TASKS:
a – From the city budget report, output the stretch from "City Manager Fred" through "past three months." word for word.
b – Answer these questions using the city budget report:
(i) What is the title of the official who reviewed the proposed budget?
(ii) By how much does the general fund budget drop from the current fiscal year budget?
(iii) How large is the surplus from the current budget that will be used to balance next year's budget?
c – List every item that the city budget report gives in its bulleted list, with its dollar amount.

::: TEXT BLOCK

City Manager Fred Ramey reviewed the proposed budget at Tuesday’s council meeting, which includes:
• $10.045 million general fund
• $2.569 million local funding for the city school system
• $3.34 million enterprise fund for the water/sewer system
• $1.43 million for the city Social Services fund
Ramey said the general fund budget represents a $235,276 drop from the current fiscal year budget due to preparing for continuing impact from the COVID-19 pandemic. A $125,000 surplus from the current budget will be used to balance next year’s budget.
City residents would see no rate increases or fee hikes for water service under the proposed budget, Ramey said. While rate increases might have been included in the upcoming budget before the pandemic happened, Ramey said it was not the time to consider hikes given the past three months.

::::::
::: MATERIAL SUPPLIED

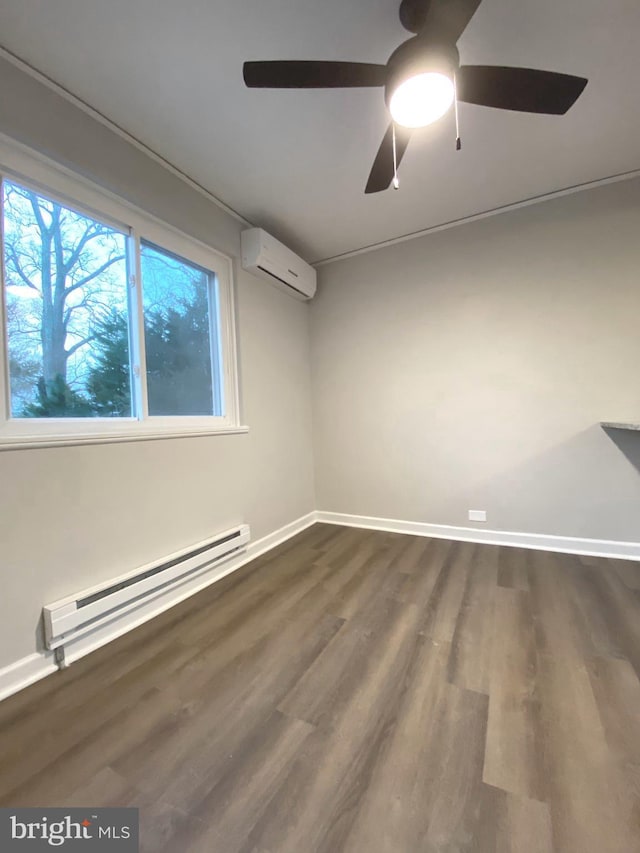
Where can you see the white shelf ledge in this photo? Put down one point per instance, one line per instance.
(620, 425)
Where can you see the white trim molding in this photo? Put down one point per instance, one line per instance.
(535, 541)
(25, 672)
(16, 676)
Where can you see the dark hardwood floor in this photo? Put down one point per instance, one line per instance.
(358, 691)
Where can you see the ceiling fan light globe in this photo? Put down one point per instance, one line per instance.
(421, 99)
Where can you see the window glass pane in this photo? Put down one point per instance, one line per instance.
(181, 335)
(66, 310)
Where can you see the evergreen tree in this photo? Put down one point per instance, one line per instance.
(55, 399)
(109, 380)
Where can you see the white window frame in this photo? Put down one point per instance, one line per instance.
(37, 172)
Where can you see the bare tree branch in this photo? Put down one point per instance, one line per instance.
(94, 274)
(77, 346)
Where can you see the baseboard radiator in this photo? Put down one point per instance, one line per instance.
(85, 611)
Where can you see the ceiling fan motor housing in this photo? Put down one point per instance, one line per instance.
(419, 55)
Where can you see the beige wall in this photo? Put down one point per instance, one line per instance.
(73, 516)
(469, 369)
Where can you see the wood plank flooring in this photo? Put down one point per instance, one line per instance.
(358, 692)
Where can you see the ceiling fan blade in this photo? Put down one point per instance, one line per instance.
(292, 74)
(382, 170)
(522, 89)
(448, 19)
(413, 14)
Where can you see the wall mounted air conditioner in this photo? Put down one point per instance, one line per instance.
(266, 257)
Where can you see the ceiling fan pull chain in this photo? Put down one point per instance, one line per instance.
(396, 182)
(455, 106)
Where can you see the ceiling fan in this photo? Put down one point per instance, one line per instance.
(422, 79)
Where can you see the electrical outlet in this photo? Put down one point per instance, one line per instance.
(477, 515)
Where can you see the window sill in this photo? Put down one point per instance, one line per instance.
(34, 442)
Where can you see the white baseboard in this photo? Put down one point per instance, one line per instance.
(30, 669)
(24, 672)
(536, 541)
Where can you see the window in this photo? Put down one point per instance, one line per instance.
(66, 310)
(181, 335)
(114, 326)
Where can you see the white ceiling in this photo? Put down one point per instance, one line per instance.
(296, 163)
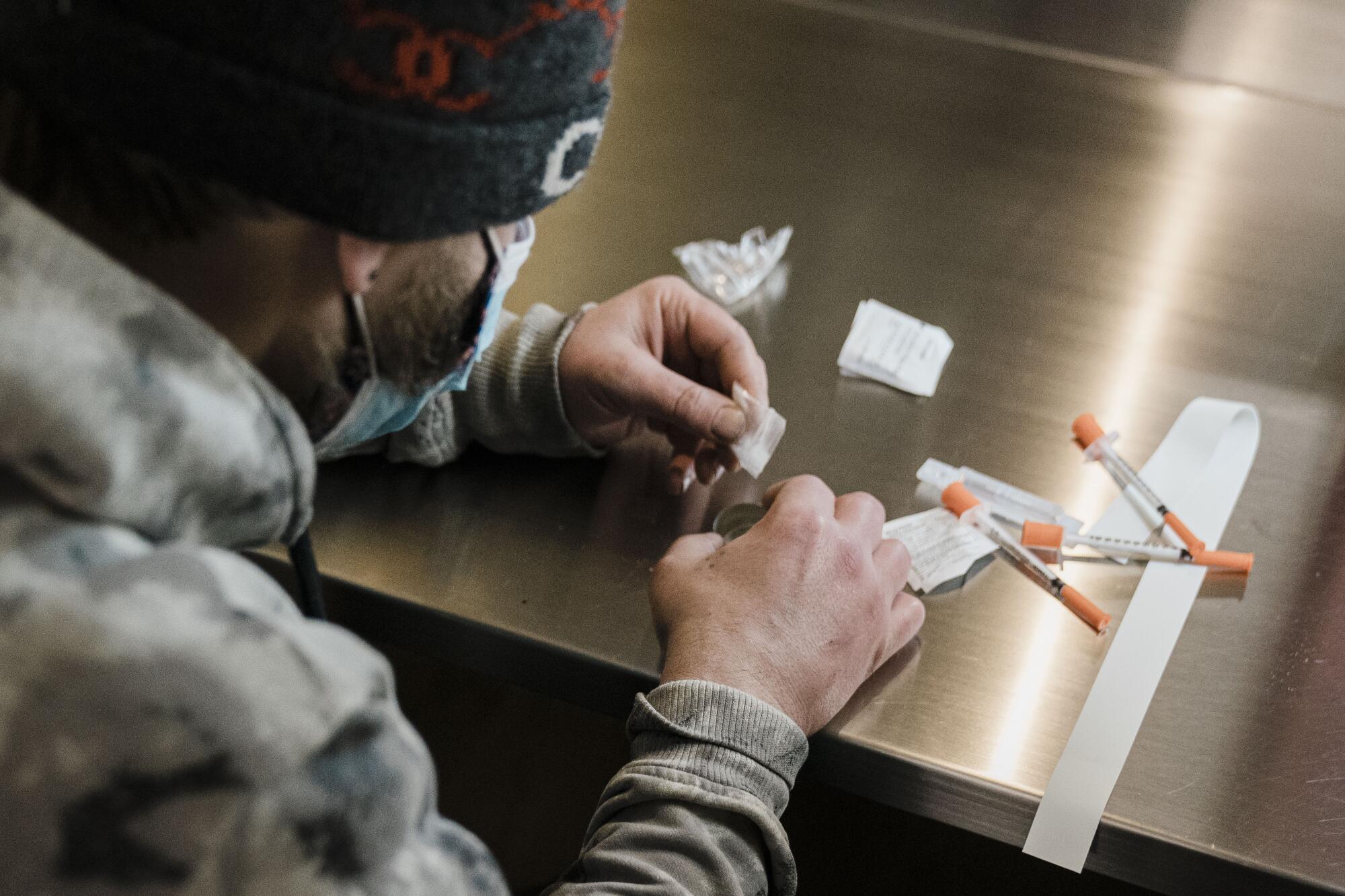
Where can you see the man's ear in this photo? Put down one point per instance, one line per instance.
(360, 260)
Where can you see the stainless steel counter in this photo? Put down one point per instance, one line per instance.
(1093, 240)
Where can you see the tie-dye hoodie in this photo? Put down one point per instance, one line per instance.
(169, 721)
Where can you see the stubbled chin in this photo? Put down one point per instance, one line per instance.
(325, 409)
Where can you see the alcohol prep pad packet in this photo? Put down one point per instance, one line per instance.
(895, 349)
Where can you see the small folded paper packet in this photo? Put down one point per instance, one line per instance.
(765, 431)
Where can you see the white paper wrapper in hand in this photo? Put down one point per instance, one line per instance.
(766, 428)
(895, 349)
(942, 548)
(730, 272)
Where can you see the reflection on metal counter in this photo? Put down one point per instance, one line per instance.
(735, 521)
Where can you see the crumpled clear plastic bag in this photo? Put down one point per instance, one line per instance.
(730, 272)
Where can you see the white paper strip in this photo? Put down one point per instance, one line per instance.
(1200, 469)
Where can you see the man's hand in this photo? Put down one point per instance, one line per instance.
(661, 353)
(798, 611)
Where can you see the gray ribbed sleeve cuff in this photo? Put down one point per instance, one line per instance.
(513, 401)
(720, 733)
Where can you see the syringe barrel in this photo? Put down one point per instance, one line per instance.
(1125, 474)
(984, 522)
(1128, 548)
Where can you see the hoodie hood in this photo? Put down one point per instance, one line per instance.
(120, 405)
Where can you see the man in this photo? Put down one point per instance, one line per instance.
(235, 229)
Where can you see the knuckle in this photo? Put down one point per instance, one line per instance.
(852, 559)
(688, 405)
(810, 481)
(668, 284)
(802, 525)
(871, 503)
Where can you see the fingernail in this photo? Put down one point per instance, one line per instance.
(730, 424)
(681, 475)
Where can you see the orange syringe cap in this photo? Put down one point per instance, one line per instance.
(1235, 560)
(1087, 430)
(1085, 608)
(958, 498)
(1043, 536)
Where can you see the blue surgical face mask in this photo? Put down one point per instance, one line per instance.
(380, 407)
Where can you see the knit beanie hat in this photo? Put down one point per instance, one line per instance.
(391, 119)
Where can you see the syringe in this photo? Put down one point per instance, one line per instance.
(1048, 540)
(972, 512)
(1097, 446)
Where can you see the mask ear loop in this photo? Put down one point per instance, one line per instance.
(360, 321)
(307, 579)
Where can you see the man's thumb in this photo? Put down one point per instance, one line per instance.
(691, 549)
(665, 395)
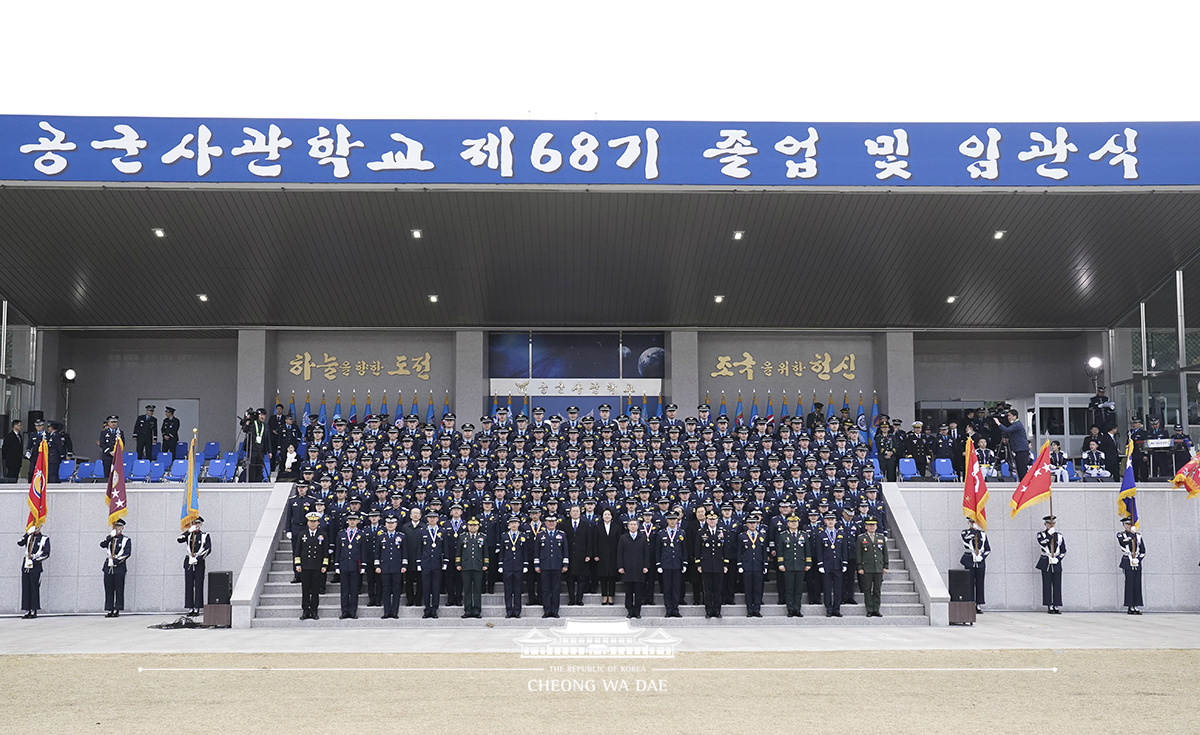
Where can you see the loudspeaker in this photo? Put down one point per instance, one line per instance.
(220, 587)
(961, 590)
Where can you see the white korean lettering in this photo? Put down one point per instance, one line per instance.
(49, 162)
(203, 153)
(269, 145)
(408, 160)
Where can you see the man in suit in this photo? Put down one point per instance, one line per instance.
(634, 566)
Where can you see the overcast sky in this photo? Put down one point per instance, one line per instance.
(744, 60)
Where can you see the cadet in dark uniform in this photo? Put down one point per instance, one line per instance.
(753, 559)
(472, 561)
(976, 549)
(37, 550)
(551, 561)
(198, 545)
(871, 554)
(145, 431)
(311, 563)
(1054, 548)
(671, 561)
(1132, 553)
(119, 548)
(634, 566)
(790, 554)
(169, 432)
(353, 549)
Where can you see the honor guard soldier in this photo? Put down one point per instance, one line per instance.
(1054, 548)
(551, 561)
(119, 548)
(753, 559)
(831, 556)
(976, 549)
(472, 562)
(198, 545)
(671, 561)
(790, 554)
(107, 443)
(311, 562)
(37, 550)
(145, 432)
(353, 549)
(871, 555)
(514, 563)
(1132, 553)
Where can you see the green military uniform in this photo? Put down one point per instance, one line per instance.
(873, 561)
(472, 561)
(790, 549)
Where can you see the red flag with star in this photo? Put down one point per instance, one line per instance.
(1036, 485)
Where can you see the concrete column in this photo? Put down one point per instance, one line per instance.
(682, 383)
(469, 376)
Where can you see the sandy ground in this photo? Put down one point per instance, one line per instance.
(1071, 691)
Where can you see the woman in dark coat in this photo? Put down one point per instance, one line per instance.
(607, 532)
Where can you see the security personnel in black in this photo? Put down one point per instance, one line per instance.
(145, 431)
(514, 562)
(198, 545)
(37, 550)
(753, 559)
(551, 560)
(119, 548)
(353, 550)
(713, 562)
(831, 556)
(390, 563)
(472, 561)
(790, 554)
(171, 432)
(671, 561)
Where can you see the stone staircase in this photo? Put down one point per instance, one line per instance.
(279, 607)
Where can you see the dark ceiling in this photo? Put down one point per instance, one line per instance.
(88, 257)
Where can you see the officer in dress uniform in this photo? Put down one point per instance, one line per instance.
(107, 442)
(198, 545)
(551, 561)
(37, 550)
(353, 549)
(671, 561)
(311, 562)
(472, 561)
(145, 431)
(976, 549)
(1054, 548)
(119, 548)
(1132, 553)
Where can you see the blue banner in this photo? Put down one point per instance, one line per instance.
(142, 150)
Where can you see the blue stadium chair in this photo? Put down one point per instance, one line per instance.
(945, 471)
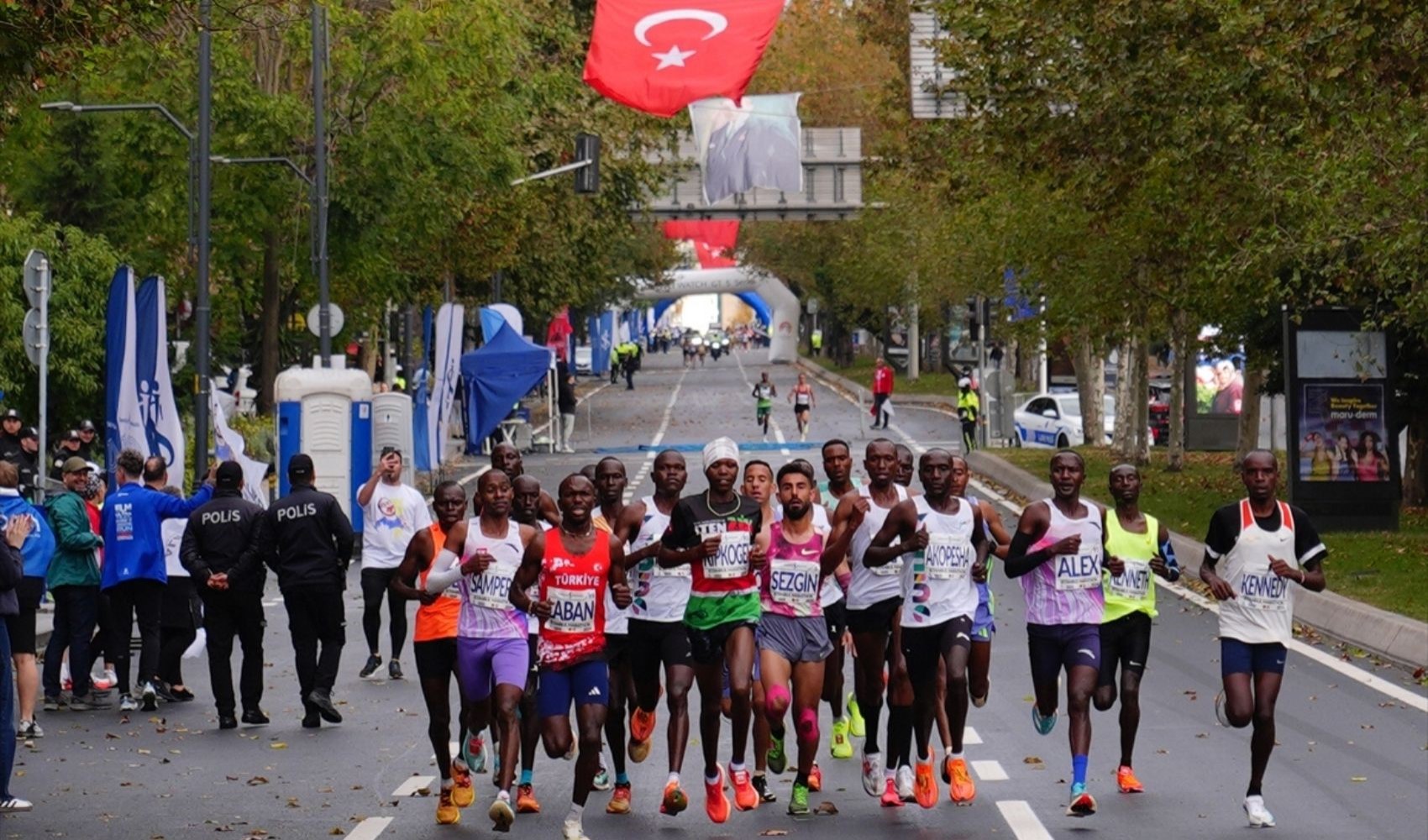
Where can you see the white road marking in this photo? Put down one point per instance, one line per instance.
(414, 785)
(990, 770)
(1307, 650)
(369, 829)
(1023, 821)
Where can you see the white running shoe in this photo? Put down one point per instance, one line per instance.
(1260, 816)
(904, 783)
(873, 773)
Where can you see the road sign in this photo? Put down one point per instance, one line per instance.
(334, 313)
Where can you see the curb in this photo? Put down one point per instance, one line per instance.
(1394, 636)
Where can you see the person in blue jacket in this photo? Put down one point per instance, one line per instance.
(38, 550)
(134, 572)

::::::

RESULTS IN ORDER:
a –
City Manager Fred Ramey reviewed the proposed budget at Tuesday’s council meeting, which includes:
• $10.045 million general fund
• $2.569 million local funding for the city school system
• $3.34 million enterprise fund for the water/sewer system
• $1.43 million for the city Social Services fund
Ramey said the general fund budget represents a $235,276 drop from the current fiscal year budget due to preparing for continuing impact from the COVID-19 pandemic. A $125,000 surplus from the current budget will be used to balance next year’s budget.
City residents would see no rate increases or fee hikes for water service under the proposed budget, Ramey said. While rate increases might have been included in the upcoming budget before the pandemic happened, Ramey said it was not the time to consider hikes given the past three months.

b –
(i) City Manager
(ii) $235,276
(iii) $125,000

c –
$10.045 million general fund
$2.569 million local funding for the city school system
$3.34 million enterprise fund for the water/sewer system
$1.43 million for the city Social Services fund